[WHAT TO PRODUCE]: The records below must be output exactly, without pictures.
— Begin EXTRACTED ENTRIES —
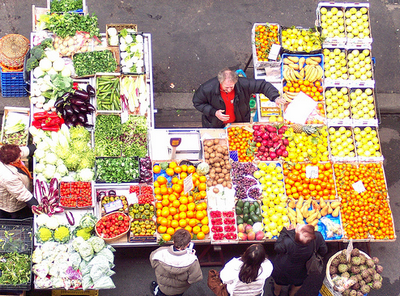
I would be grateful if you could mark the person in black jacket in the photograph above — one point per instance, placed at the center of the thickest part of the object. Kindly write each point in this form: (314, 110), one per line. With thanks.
(294, 248)
(225, 98)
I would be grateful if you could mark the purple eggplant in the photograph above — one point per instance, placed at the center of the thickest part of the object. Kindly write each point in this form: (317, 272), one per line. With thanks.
(90, 90)
(81, 94)
(76, 109)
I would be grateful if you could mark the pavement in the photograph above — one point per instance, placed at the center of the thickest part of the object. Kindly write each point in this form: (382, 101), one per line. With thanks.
(192, 41)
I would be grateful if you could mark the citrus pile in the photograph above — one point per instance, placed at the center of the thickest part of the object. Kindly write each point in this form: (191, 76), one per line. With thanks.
(176, 209)
(265, 36)
(366, 214)
(297, 184)
(241, 140)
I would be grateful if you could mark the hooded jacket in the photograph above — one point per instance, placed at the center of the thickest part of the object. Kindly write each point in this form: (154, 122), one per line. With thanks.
— End EXTRACTED ENTRIES —
[EXERCISE OUTPUT]:
I would be grateful if you could mark the person in black jacket in the photograph above — one point per instance, placed at the center of the thickest part of the object. Kindly write each point in this form: (314, 110), one per line. With thanks.
(294, 248)
(225, 98)
I would be grateful if you could mark the purple eggplant in the photograph above — one point per instance, placed at the center of the thickest part of the object. Kindly write each point in this form: (317, 272), one per line. With thanks.
(90, 90)
(81, 94)
(76, 109)
I would be grateful if you could mark the pavement in the photograph above — one point per instance, placed at the center of the thickest part of the object. Kindly write each point in this form: (382, 101), one per line. With thanks.
(192, 41)
I would be grateful if you could mark the citrus pile in the photograph above — one point per instance, placed at the center of the thickest part of the object. Kindly write each point in this form: (191, 76), one per line. With thanks.
(176, 209)
(265, 36)
(366, 214)
(297, 184)
(241, 140)
I would be grateful if you could mark the hooded jacket in the photograph above — one point per instance, placed at the center of the thickest part of the object. Kindly write each point in this form: (154, 122), one per line. With thanks.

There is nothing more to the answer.